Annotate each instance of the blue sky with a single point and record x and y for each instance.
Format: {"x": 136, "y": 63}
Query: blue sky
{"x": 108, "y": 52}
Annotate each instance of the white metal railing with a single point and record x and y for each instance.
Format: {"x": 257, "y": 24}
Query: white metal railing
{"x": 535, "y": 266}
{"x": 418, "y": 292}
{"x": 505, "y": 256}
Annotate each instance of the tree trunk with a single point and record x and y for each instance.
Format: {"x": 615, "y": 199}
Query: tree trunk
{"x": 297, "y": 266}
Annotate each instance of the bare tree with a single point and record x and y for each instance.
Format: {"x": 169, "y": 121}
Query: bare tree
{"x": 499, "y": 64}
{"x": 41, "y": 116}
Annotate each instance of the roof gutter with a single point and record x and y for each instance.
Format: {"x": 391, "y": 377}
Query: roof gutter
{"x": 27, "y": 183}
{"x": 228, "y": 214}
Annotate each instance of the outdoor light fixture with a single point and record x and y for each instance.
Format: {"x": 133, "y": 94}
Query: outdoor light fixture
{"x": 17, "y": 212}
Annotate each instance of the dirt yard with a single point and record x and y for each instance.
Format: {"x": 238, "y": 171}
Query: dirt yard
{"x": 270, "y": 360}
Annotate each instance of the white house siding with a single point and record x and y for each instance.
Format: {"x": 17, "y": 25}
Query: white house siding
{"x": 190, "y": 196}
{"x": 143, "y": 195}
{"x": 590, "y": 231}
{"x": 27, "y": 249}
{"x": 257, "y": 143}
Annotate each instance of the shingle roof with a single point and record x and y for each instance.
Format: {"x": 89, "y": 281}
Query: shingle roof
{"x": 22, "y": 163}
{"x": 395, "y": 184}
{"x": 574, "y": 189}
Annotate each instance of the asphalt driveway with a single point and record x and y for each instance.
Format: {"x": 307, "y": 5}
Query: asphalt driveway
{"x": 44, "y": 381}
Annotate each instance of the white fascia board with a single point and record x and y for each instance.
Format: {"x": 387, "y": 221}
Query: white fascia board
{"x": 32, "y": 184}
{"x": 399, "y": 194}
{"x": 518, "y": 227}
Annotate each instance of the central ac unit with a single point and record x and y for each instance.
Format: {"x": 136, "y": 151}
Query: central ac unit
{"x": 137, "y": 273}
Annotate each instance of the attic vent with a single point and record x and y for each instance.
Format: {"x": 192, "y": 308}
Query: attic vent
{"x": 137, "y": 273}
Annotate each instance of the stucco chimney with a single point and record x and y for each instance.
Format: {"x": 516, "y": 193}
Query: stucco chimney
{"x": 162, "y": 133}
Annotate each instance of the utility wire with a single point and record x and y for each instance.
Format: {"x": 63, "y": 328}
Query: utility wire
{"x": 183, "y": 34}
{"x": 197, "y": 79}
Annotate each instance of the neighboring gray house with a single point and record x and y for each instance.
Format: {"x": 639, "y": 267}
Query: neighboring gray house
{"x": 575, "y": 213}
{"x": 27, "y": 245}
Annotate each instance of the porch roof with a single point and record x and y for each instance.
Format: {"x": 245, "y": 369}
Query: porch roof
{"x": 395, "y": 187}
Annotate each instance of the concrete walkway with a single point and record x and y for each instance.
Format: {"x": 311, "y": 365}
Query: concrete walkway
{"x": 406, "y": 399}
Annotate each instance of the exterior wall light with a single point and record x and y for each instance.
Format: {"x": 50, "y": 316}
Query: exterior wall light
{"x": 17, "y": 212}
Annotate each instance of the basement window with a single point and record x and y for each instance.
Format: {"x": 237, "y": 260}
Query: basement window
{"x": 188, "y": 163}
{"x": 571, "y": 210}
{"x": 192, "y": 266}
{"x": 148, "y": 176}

------------------------------------------------------------

§ The exercise
Reproduce all of the records above verbatim, without altering any character.

§ Final result
Annotate each instance of the blue sky with a single point and record x and y for each instance.
Format: {"x": 136, "y": 63}
Query: blue sky
{"x": 108, "y": 52}
Annotate each instance of the white metal railing with a single point and record x and y for each instance.
Format: {"x": 257, "y": 24}
Query: white metal railing
{"x": 535, "y": 266}
{"x": 418, "y": 292}
{"x": 505, "y": 256}
Annotate each instance of the tree trunk with a single point and record x and y for each instance.
Format: {"x": 615, "y": 199}
Query: tree trunk
{"x": 297, "y": 266}
Annotate each instance of the bare tree with a single point and record x and y for each instance.
Format: {"x": 169, "y": 121}
Query: bare tree
{"x": 499, "y": 64}
{"x": 41, "y": 116}
Annotate each instance of the roof gutter with a single point and record x and y for each instance.
Format: {"x": 391, "y": 377}
Query: roof gutter
{"x": 27, "y": 183}
{"x": 228, "y": 214}
Annotate each instance of the outdoor light fixture with a single point and record x and y for each instance.
Format: {"x": 133, "y": 94}
Query: outdoor light fixture
{"x": 17, "y": 212}
Annotate each instance of the dirt yard with a single point and record x and y for each instance.
Format: {"x": 238, "y": 171}
Query: dirt yard
{"x": 270, "y": 360}
Annotate each instance of the white house siding with a single point and record x and y for each instance.
Format: {"x": 17, "y": 25}
Query: white house siding
{"x": 190, "y": 196}
{"x": 143, "y": 195}
{"x": 590, "y": 231}
{"x": 27, "y": 249}
{"x": 257, "y": 143}
Annotate each instance of the shingle roof with a single point and record x and y for each instance.
Format: {"x": 89, "y": 281}
Query: shingle roof
{"x": 22, "y": 163}
{"x": 395, "y": 184}
{"x": 574, "y": 189}
Annotate each instance of the asphalt driveway with a single point and record x and y for each instance.
Format: {"x": 307, "y": 5}
Query: asphalt driveway
{"x": 44, "y": 381}
Annotate each instance of the white fascia board with a single point and record x and y for each instance.
Format: {"x": 387, "y": 221}
Query: white fascia board
{"x": 32, "y": 184}
{"x": 399, "y": 194}
{"x": 518, "y": 227}
Annotate each instance of the central ac unit with a single point and record x and y for each instance.
Format: {"x": 136, "y": 151}
Query: central ac unit
{"x": 137, "y": 273}
Annotate each instance of the attic vent with a single point and record x and y for each instance.
Format: {"x": 192, "y": 308}
Query: attic vent
{"x": 137, "y": 273}
Annotate each instance of the stucco chimney with a single point and record x and y for each instance.
Format: {"x": 516, "y": 193}
Query: stucco chimney
{"x": 162, "y": 133}
Annotate each instance of the utility wire with a single point and record x and y for each instance.
Format: {"x": 63, "y": 328}
Query: utility wire
{"x": 183, "y": 34}
{"x": 197, "y": 79}
Annotate each instance of the neighboring gray house with a single point and record x and y for each instance.
Format: {"x": 639, "y": 267}
Query: neighboring gray house
{"x": 575, "y": 213}
{"x": 27, "y": 245}
Annotate each instance of the porch roof with a single point and record x and y for each instance.
Format: {"x": 245, "y": 369}
Query: porch roof
{"x": 395, "y": 187}
Annotate each instance of the concrete walkway with a single point and record x and y for each instance.
Format: {"x": 311, "y": 365}
Query: concrete walkway
{"x": 406, "y": 399}
Annotate each instance of the exterior wall light with a single point and record x and y for each instance.
Format: {"x": 50, "y": 316}
Query: exterior wall light
{"x": 17, "y": 212}
Annotate each instance of the basement window with a single point and record x and y for each instance.
Format: {"x": 237, "y": 260}
Query: basement window
{"x": 188, "y": 163}
{"x": 571, "y": 210}
{"x": 192, "y": 266}
{"x": 148, "y": 176}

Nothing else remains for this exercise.